* **Description of the task**:
Retype the lines from the line containing "Each <instance> may" up to and including the line containing "151L801 205L828 206L812", reproducing each one character for character.
━━━━━━━━
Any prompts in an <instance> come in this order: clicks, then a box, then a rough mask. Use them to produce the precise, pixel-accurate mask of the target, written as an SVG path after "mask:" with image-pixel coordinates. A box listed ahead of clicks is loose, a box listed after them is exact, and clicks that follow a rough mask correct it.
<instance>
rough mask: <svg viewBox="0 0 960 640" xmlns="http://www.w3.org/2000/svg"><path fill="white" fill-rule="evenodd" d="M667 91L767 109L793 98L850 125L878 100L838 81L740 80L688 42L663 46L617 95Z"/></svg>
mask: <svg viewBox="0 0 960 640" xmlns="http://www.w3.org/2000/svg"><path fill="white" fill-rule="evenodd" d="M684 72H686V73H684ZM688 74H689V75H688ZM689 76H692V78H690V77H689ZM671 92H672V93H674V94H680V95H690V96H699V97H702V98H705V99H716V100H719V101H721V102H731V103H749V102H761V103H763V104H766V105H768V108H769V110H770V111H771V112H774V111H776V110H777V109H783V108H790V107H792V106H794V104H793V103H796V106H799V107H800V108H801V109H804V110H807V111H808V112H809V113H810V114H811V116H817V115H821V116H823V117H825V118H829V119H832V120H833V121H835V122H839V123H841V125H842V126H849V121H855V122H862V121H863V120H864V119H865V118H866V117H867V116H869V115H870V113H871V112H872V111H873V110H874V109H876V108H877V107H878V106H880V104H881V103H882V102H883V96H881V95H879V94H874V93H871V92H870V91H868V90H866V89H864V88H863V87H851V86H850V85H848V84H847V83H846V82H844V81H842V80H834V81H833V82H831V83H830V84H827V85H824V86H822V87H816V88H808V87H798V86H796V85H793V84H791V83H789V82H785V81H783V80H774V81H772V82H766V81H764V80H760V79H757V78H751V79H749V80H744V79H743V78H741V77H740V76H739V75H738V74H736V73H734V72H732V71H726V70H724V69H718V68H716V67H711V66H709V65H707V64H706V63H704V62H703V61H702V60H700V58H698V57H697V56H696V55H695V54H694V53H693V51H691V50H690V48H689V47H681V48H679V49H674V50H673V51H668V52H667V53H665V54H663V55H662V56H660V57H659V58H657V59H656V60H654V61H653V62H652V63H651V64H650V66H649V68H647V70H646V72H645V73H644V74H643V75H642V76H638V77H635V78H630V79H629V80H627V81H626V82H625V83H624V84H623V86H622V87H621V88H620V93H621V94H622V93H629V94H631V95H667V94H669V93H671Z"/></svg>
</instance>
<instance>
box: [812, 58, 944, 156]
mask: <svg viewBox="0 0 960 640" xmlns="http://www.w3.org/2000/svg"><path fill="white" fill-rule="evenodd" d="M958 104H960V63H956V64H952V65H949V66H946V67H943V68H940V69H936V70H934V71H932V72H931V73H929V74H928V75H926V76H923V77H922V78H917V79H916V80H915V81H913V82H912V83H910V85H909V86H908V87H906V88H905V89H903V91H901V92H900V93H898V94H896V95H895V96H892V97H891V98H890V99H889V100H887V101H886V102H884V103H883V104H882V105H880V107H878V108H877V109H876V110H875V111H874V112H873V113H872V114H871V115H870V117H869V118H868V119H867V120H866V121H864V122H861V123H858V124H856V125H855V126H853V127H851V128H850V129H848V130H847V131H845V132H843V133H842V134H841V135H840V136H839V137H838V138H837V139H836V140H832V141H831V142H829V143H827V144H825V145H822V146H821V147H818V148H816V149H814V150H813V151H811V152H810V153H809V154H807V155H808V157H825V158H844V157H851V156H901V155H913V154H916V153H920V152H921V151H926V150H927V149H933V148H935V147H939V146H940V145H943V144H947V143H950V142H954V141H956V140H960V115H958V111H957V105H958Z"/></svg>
━━━━━━━━
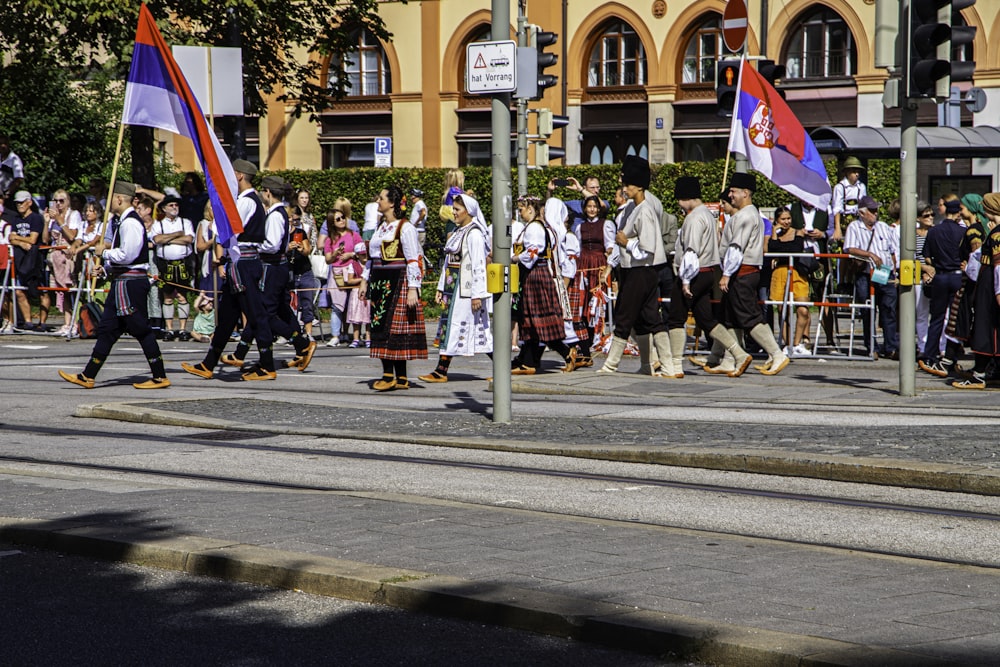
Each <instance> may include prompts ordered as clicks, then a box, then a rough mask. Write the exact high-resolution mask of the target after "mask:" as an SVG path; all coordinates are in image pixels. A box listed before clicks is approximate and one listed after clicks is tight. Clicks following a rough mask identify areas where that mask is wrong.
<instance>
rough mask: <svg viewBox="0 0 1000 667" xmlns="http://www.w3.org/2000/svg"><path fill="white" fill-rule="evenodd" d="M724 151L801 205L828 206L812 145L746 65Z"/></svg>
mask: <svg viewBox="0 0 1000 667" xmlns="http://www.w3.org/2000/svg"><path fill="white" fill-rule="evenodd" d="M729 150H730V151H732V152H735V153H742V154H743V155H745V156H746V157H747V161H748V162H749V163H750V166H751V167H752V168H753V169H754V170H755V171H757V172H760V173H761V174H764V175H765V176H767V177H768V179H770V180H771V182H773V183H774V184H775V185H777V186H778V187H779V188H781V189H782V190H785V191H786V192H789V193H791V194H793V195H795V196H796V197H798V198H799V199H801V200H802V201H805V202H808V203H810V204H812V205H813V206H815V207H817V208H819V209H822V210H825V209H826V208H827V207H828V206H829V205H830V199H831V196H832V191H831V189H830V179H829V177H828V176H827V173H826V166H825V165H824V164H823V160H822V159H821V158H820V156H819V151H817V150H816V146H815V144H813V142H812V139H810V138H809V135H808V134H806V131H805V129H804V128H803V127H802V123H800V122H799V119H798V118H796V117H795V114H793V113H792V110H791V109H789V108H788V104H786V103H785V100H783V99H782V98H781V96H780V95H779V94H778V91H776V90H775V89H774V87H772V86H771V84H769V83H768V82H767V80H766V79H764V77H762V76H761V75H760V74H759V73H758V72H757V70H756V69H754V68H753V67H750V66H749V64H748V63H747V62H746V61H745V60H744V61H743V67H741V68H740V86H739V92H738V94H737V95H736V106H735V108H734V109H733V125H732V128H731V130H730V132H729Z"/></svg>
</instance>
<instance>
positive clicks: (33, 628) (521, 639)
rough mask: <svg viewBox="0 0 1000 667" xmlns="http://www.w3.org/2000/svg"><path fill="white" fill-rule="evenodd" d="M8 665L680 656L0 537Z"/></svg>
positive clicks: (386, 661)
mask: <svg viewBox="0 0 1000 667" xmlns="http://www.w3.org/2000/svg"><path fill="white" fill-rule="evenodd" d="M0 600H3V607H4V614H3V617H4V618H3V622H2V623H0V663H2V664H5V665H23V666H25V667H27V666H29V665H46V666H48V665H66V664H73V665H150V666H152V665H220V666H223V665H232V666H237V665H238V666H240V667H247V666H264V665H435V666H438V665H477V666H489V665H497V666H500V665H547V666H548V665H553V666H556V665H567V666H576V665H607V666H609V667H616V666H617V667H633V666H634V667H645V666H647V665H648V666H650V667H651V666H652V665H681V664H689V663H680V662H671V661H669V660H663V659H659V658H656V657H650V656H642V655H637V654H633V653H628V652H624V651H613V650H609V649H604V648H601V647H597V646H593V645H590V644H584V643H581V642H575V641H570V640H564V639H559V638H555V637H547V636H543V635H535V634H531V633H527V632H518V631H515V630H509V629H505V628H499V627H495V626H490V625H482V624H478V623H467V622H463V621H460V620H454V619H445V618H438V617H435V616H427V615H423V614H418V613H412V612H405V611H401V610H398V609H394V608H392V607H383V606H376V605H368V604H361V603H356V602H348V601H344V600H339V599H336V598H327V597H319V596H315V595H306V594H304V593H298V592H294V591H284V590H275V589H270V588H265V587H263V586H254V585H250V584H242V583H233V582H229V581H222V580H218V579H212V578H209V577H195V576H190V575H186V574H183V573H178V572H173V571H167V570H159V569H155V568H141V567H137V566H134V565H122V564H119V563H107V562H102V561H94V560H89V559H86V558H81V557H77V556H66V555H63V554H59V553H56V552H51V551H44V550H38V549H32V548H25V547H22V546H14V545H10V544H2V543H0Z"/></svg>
━━━━━━━━
* **Exercise result**:
Each <instance> may include prompts ordered as clicks, then a box, then a rough mask. Write the exact high-resolution mask of the target after "mask:" as an SVG path; all coordinates are in image pixels. A box listed before clicks is approximate and one listed after clicks is tight. Clicks following a rough mask identify areas where that mask is wrong.
<instance>
rough mask: <svg viewBox="0 0 1000 667" xmlns="http://www.w3.org/2000/svg"><path fill="white" fill-rule="evenodd" d="M724 151L801 205L828 206L812 145L746 65Z"/></svg>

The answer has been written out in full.